> _PROVIDED PASSAGE_:
──────

- Born: January 1, 1943 Bangassou
- Died: February 15, 2019 (aged 76)
- Education: Ecole pratique des Hautes Etudes de Paris X
- Occupations: Film director; actor; journalist;
- Years active: 1975–2007

= Joseph Akouissone =

Central African film director, actor, and journalist (1943–2019)

Joseph Akouissonne (1 January 1943 – 15 February 2019) was a Central African film director, actor, and journalist.

==Biography==

=== Early life and education ===
Akouissone was born in Bangassou in 1943. He completed his secondary studies at the Lycée Technique de Bangui. Akouissone moved to France in 1965 to study mathematics and train as an engineer. Instead of continuing on this path, he took Audiovisual courses at the Ecole pratique des Hautes Etudes de Paris X and did a postgraduate thesis under Jean Roach on ethnography. Akouissone made an unfinished film about a potter from Sauveteur de Rouergue.

──────

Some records

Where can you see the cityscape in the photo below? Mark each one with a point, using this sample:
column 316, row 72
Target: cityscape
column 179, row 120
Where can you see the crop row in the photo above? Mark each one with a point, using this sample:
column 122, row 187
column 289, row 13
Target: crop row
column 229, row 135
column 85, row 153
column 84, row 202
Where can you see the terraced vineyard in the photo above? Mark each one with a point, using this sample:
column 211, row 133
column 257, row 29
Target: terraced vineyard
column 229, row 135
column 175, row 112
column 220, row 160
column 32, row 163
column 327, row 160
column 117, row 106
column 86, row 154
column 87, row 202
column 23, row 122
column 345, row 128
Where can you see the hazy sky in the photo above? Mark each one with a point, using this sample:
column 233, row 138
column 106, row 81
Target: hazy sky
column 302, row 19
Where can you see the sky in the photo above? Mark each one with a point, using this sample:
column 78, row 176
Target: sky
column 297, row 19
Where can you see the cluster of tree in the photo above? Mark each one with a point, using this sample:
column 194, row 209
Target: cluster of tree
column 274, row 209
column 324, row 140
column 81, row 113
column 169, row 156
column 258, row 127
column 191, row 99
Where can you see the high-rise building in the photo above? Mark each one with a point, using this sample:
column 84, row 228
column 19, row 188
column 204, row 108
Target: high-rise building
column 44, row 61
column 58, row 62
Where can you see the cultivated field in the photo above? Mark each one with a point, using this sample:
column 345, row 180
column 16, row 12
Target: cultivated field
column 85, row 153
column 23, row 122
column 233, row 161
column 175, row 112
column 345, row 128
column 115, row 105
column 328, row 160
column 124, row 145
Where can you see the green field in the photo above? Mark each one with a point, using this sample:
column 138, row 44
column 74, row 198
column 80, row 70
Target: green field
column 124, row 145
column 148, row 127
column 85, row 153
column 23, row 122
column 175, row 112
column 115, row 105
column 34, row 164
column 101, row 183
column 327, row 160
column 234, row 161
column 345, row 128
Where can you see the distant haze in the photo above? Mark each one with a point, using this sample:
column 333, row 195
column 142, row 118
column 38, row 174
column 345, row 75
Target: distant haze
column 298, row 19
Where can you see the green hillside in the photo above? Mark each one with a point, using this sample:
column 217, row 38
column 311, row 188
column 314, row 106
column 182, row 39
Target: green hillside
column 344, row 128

──────

> _GIVEN TASK_: According to the biography above, at which school did the film director complete his secondary studies?

> _SOLUTION TO THE PROBLEM_: The Lycée Technique de Bangui.